START SUPPLIED DATA

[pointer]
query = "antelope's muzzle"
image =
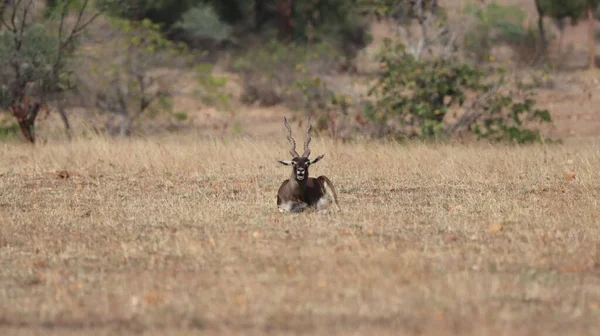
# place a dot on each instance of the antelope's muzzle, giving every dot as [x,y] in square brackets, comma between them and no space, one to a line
[300,173]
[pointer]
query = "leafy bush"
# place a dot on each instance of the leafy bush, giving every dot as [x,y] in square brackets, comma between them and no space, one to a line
[417,98]
[202,22]
[431,99]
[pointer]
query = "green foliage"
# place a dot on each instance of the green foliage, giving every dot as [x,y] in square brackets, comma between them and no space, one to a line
[124,76]
[8,129]
[35,52]
[212,89]
[203,22]
[413,98]
[270,72]
[429,99]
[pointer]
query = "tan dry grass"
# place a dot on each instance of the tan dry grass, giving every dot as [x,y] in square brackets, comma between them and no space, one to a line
[182,235]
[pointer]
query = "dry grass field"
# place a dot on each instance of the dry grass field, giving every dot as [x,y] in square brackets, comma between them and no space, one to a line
[182,236]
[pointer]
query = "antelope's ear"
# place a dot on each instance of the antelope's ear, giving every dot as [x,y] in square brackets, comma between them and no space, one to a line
[286,163]
[317,159]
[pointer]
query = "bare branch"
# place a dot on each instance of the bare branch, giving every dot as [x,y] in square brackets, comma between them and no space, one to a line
[307,140]
[290,138]
[472,113]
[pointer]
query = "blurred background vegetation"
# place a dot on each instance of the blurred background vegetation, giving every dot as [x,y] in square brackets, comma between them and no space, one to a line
[128,67]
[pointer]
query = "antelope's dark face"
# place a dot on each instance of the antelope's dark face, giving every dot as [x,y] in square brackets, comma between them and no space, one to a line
[300,166]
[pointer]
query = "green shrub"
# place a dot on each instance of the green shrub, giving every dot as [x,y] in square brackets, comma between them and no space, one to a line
[414,98]
[430,99]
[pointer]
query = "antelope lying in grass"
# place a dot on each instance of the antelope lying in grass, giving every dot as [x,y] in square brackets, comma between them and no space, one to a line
[300,191]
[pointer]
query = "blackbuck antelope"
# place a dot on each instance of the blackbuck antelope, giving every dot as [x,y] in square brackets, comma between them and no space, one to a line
[300,191]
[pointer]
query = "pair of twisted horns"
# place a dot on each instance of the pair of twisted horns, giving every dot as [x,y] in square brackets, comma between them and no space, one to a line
[293,142]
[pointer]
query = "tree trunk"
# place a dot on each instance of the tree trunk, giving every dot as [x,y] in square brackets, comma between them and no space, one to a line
[26,113]
[591,41]
[65,118]
[286,19]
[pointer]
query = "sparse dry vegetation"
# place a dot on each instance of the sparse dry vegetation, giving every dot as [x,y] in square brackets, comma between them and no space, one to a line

END SUPPLIED DATA

TASK OBJECTIVE
Across the material, report every line that has the word "sparse".

RESPONSE TO THE EXERCISE
query = "sparse dry vegetation"
# place a dot on each instance of the sparse dry vegetation, giving every dot as [x,y] in square brackets, comma between them and no space, one to a line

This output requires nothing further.